Photo labels and their boxes

· · · · ·

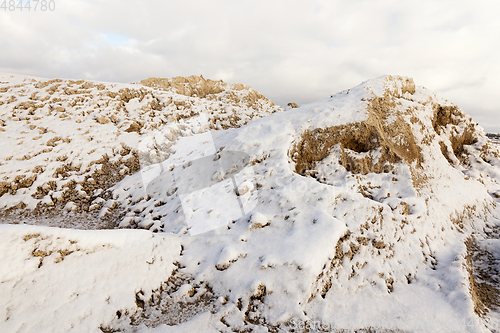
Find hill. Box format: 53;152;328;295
0;76;500;332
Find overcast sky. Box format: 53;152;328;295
0;0;500;132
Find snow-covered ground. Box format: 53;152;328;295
0;76;500;332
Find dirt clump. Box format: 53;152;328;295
289;90;423;175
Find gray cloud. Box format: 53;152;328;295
0;0;500;131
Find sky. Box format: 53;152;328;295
0;0;500;132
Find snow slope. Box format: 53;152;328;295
0;76;500;332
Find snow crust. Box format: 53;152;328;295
0;76;500;332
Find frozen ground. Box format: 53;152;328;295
0;76;500;332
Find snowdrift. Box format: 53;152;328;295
0;76;500;332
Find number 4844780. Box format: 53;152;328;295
0;0;56;12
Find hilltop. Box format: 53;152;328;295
0;76;500;332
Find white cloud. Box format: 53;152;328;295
0;0;500;131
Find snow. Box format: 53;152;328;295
0;76;500;333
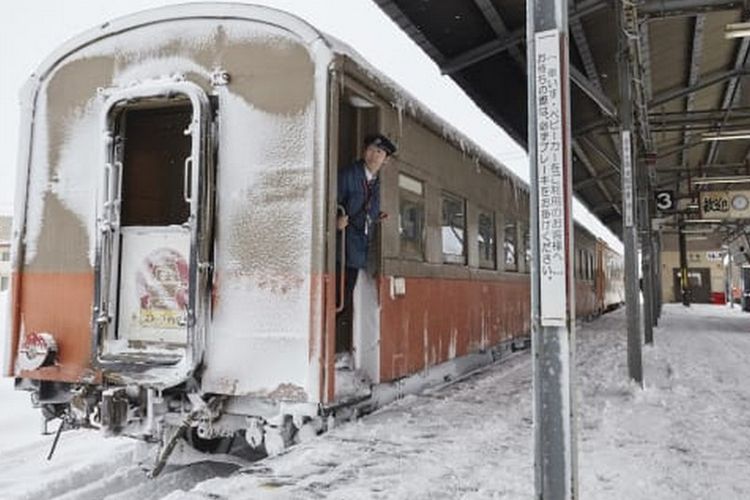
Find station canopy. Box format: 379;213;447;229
374;0;750;241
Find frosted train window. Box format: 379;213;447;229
440;193;466;264
477;209;497;269
503;221;518;271
398;174;424;260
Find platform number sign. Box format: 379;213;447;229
655;191;674;212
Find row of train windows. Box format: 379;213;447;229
575;248;622;280
575;248;595;280
399;174;530;272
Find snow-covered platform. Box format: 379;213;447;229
0;304;750;500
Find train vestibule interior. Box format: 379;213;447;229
331;85;381;401
108;99;193;355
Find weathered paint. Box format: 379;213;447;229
379;275;530;382
13;273;94;382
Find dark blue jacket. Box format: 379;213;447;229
338;160;380;269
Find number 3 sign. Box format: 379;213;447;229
655;191;674;211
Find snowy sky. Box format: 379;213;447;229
0;0;619;248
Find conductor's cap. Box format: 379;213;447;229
365;134;396;156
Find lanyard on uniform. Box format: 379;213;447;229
362;178;375;235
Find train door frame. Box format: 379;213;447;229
326;74;386;402
92;80;215;382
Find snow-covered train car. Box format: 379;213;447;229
4;3;624;462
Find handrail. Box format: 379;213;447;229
336;205;346;314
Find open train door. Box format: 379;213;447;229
93;80;213;387
328;77;382;403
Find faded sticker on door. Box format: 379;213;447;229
136;248;188;329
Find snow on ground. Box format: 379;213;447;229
0;298;750;500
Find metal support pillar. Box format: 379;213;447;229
678;219;691;307
615;0;643;385
651;228;663;326
638;189;654;344
526;0;578;500
727;254;734;309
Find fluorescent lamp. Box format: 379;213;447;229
693;175;750;186
724;23;750;39
701;130;750;141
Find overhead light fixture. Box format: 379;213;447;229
701;130;750;141
692;175;750;186
724;23;750;39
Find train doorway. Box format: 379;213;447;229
335;87;381;401
673;267;711;304
95;82;213;373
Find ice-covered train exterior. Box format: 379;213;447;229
4;3;622;458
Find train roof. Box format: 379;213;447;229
22;2;529;193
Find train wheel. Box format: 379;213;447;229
185;427;232;453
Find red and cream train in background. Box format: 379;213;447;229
5;3;623;458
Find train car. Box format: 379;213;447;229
5;3;624;464
574;223;625;319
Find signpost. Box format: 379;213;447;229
526;0;578;500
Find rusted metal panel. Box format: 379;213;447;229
380;275;530;382
12;273;95;382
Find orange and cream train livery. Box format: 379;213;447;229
4;3;622;464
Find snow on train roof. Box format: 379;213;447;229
22;2;624;254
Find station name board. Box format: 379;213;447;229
700;191;750;219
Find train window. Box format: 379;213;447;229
120;104;192;226
503;221;518;271
398;174;424;260
477;209;497;269
441;193;466;264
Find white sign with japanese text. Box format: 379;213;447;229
700;190;750;219
534;30;567;326
622;130;633;227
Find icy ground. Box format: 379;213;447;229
0;294;750;500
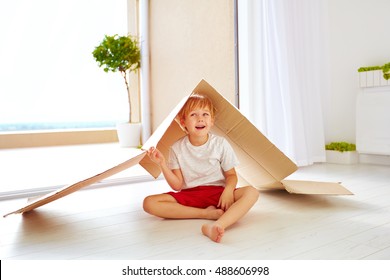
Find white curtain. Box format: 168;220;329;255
238;0;329;166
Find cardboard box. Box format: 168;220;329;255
4;80;352;217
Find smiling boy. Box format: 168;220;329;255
143;93;259;242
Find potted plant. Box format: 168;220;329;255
325;142;359;164
358;62;390;87
92;34;141;147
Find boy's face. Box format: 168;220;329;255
181;107;214;136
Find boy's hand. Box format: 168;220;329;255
147;147;165;166
218;188;234;211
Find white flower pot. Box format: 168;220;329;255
116;123;142;147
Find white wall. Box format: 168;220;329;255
324;0;390;142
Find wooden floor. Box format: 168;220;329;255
0;164;390;260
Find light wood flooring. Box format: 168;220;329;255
0;155;390;260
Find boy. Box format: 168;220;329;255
143;93;259;242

· · · · ·

▶ **REQUIREMENT**: Can you pull out every line of the material above that contains the word "cream"?

▶ **SOLUTION TO THIS PROBLEM**:
Find red and cream train in background. Box format: 379;213;447;229
Find orange and cream train livery. Box format: 379;213;447;229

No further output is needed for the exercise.